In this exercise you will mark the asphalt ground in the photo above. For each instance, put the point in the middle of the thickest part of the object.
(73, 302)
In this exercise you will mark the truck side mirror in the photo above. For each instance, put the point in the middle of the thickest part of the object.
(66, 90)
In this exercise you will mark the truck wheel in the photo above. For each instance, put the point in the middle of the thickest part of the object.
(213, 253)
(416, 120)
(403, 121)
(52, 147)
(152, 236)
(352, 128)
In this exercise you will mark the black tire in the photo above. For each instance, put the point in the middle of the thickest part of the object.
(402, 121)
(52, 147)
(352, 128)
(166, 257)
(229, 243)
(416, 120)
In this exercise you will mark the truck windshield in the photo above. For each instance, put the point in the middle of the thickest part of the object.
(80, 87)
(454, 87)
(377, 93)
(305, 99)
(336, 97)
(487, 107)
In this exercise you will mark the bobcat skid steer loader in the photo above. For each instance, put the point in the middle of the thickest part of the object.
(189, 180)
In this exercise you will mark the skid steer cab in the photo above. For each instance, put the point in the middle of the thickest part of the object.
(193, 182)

▶ [EXERCISE GOAL]
So that nothing is lost, transcribe each entry exactly as written.

▶ [ANSWER BELOW]
In this exercise you will mark the asphalt ground in the photo above. For each instance, put the point in the middle of the thickest part of the object.
(73, 302)
In this exercise you will mark the truck side mirror in the photo above. For each instance, put the point in the middle of the thickest part of the object.
(66, 90)
In this exercise you will mark the truck wheel in the photo above. For each instance, put the point in the middle of the thickest part of the object.
(213, 253)
(416, 120)
(403, 121)
(52, 147)
(152, 236)
(352, 128)
In this exercise you will mark the black tire in the photo above. For each instance, put the point in the middle of the thickest part of the object.
(402, 121)
(52, 147)
(352, 128)
(166, 257)
(229, 243)
(416, 120)
In this exercise you will mark the truck windshield in the photo above. For each instance, put the point in the middle of the thickest part of the object.
(80, 87)
(454, 87)
(377, 93)
(305, 99)
(336, 97)
(487, 107)
In this exercise you will mark the bobcat skid steer loader in the photo above. For each instance, put the point in the middle of the thickest part of the object.
(189, 180)
In this exercise you will mark the skid steer cab in the photo above. For each instance, put the point in the middle of the thickest part of the object.
(193, 182)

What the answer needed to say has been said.